-- BEGIN Dataset content --
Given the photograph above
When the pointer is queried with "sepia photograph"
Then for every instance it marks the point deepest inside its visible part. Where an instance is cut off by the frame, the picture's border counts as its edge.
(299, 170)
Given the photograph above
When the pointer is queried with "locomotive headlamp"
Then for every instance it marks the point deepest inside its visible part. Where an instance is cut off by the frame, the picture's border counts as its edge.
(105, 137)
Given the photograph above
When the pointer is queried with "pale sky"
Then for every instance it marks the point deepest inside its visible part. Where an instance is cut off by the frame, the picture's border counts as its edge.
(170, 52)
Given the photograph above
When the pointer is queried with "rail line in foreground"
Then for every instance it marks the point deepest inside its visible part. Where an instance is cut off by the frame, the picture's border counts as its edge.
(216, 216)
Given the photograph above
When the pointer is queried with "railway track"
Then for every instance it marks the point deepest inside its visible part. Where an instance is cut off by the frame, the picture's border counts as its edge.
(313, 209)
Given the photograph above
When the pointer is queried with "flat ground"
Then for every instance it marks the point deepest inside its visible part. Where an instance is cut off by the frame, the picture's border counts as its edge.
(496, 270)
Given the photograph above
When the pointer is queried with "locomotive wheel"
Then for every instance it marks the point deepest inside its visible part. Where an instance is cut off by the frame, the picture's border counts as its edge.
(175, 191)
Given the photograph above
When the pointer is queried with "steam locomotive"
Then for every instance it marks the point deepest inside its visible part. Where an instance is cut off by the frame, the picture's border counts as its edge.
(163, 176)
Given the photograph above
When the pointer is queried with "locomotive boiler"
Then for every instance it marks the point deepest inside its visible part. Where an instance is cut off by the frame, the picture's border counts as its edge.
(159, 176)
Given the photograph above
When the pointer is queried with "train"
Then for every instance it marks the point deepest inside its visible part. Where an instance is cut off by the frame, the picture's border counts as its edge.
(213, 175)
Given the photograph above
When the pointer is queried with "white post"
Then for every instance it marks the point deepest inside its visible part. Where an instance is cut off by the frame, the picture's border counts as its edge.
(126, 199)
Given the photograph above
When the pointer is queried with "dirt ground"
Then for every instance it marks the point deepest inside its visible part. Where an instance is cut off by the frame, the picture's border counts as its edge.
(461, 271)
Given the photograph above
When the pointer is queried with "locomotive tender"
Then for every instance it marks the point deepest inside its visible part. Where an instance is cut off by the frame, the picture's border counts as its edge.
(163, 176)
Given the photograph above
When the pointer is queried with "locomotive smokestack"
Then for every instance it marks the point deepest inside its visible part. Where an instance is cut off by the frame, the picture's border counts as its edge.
-- END Dataset content --
Problem |
Each line of the material should be duplicated exactly, please.

Solution to this problem |
Given the photograph above
When the pointer is queried with "sepia photograph"
Then for every instance it marks the point deepest inside its visible part. Where an instance is cut off by the frame, the picture's border counts as its edge.
(299, 170)
Given the photograph above
When the pointer is queried with "locomotive headlamp"
Then for every instance it marks the point deepest inside its visible part. Where an instance is cut off by the frame, the picture's border counts as its edge.
(105, 137)
Given the photograph above
When the pointer is queried with "pale sky"
Then for every instance it marks the point deepest inside its visible part. Where an instance is cut off by the frame, the picture's border counts as its edge.
(170, 52)
Given the photograph above
When the pointer is queried with "rail line in foreground"
Then for every instance it marks the point deepest inside its visible part. Where an instance is cut off by the frame, the picture's border counts as its edge.
(216, 216)
Given the photograph above
When the pointer is queried with "railway track"
Then for every instance it marks the point deepest inside its visible part. Where an instance is cut off by the frame, the picture's border counts as its edge.
(313, 209)
Given the photograph above
When the pointer is queried with "flat ground"
Then for every instance it marks the point deepest inside its visible part. Where an instance is cut off by the frame, the picture's border counts as its edge.
(496, 270)
Given the photograph above
When the pointer is queried with "locomotive wheel"
Then for every instance it marks the point deepest inside its visible part. Where an instance is cut off by the frame, the picture's border counts as its edge.
(175, 191)
Given the photograph above
When the pointer is queried with "steam locomotive"
Then for every instance it marks the point deepest inside its visible part. Where an instance is cut off by the frame, the picture's border counts as its edge.
(163, 176)
Given the photograph above
When the pointer is queried with "locomotive boiler"
Then for every instance it marks the point deepest inside its visible part. Where an instance is cut off by the frame, the picture's border counts as its edge.
(159, 176)
Given the photograph above
When the pointer is queried with "train"
Then for every instance it marks the point deepest inside its visible part. Where an instance is cut off by the frame, the picture's border counts as its edge.
(213, 175)
Given the photograph above
When the pointer is queried with "white post"
Then for every instance it marks the point deepest inside its visible part. Where an instance is cut off by the frame, the picture's border counts as its edge.
(126, 199)
Given the photograph above
When the pointer is queried with "dirt ground"
Then for every instance it marks the point deepest inside its visible part. Where an instance is cut off by the frame, the picture's border counts as its edge.
(461, 271)
Given the photograph above
When the pointer is queried with "locomotive tender"
Then for every instance it marks the point deepest inside its visible part. Where an instance is cut off by the frame, the picture's border counts as its edge.
(163, 176)
Given the photograph above
When the pointer is queried with "locomotive smokestack"
Then for every instance it marks the point deepest inside its visible part. Where an instance is cut off by the frame, the picture's border counts as its edge.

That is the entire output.